- _Assignment_: Copy every entry word for word, but skip the pictures.

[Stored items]
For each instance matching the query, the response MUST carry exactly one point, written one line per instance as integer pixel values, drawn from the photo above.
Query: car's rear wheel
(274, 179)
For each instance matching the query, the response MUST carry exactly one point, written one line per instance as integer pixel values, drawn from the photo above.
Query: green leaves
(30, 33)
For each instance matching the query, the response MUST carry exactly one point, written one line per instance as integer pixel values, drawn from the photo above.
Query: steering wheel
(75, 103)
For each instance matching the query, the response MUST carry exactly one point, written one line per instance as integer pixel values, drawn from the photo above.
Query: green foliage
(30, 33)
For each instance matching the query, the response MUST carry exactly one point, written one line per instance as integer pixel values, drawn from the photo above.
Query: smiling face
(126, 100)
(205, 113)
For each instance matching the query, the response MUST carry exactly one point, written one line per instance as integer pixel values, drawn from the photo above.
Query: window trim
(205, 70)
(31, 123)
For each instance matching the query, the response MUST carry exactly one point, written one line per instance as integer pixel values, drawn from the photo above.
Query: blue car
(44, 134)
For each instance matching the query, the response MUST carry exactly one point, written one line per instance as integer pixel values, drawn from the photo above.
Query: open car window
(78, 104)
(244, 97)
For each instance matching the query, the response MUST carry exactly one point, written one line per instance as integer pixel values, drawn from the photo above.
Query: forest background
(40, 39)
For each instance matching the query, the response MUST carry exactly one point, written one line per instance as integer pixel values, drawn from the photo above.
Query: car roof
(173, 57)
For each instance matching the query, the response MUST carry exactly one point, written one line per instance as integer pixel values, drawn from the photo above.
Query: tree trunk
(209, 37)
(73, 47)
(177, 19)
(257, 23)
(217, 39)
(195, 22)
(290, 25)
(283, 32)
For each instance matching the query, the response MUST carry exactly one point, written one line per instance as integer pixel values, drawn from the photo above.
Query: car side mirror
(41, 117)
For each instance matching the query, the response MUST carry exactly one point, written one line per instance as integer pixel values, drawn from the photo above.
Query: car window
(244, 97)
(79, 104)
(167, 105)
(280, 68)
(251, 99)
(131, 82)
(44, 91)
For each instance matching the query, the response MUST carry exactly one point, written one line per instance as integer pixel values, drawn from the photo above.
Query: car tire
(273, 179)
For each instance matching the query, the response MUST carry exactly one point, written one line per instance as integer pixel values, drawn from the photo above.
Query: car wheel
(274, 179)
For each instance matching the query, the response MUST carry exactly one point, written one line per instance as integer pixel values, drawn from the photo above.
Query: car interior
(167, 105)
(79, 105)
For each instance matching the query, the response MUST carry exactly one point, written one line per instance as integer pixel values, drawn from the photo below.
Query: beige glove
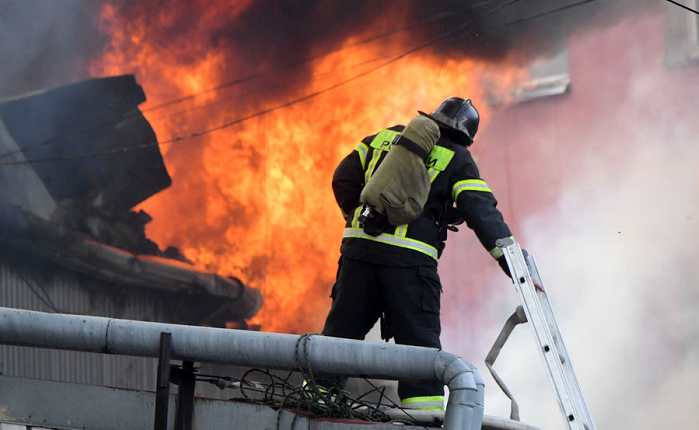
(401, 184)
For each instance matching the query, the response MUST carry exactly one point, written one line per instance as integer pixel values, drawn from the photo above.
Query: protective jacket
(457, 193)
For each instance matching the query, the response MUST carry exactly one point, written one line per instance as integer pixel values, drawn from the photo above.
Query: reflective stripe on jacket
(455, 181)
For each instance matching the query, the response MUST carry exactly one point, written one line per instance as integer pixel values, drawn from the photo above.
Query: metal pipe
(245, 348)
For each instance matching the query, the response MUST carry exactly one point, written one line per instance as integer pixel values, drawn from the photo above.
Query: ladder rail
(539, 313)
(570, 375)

- _Answer for the task_:
For each instance matching the query, the response MUST carry exactly one point, written one line per instance as integer pixel values, drawn from the photo above.
Query: car's rear wheel
(274, 179)
For each instance matching the query, the response MUST carry exactly one point, written one line per instance as integer pixel values, drawn from the photo above.
Query: green leaves
(30, 33)
For each instance matching the query, the response MUST carry exactly one point, written one line per instance as integer pixel values, drawn from the photo above.
Query: steering wheel
(75, 103)
For each instance matching the query, the response MUST carry exactly one point, written one line per instance as integer pixel values, drawn from the photo above.
Query: green foliage
(30, 33)
For each instance matching the query, the response MUST carry exactly one point, written one line per instance as integer pixel values, drawn from the photo above.
Query: smiling face
(126, 100)
(205, 113)
For each instance matching the query, the response MUST carry exactly one point, written one line per instance as integer pixel values, drawn from the photo above.
Query: window trim
(205, 70)
(31, 123)
For each instance matching the query, the response MUST carry exactly one point, written one line per instance as integer pixel values, drawn from the photo above.
Query: blue car
(44, 134)
For each instance matching the query, the response MUST carry exactly one point, written one line per instance as integer pixel values, drawn from the photo above.
Query: open car window
(78, 104)
(244, 97)
For each instance matching the query, the response MUST carry exactly one point, written one line per instance as integer pixel values, drawn from the photo above.
Query: forest background
(40, 39)
For each instance matching the query, the response MUST carry exactly one point, written one line per instance as integer pixel values, drawn from the photo above.
Query: car roof
(173, 57)
For each instance matching the query, the response MUST carry exactly one point, written one line per instance as integer pixel values, drawn from the photo above.
Query: tree trunk
(209, 37)
(73, 47)
(177, 19)
(257, 23)
(217, 39)
(195, 22)
(290, 25)
(283, 32)
For each instance matching the query, the response MUST carry exactly one point, written one line per instance as integer pixel values, drawn from the photo above.
Query: car side mirror
(41, 117)
For each instance matching the query, the response MUST carry exactly one point, written one line per instance as integer pixel values, drawn from the photo above.
Query: car window
(244, 97)
(79, 104)
(167, 105)
(280, 68)
(251, 99)
(131, 82)
(44, 91)
For each instance matching the query, the response MUST carry exactly one point, written one line per instance as integer pixel values, drawn from the photo above.
Query: car tire
(273, 179)
For each instance matching the query, the response MUST carry exactly one point, written one line per instance as integer pixel values, drawn from the photo above.
Query: car wheel
(274, 179)
For each instance matching the query, the response MUST carry exactly one point, written one line per instance as integer pixel values, drawn from the photo above.
Query: car interior
(167, 105)
(79, 105)
For each instance matching the query, the response MUST carry exactly one point, written one line per instance as integer pixel values, drawn from the photo below.
Query: beige glove
(401, 184)
For each instance matching the query, the response MUST carry exactly one point, written one line per instance as integer pixel values, drawn from the photo above.
Query: protective jacket
(457, 193)
For each instance matching the query, the response MUST carry exactly one point, written one line per instance as integer pixel values, drawn from the photo above.
Query: reflective stripe on jacket
(455, 181)
For each instance matching the query, the response MUST carry exactly one point, written one line per instance as integer pixel values, drawn from the photo above.
Query: metal pipe
(245, 348)
For each instance matching the query, the response MUST carry exactly one point, written one line per instance as integer pixel values, drawn from the photo above.
Query: ladder rail
(539, 313)
(570, 375)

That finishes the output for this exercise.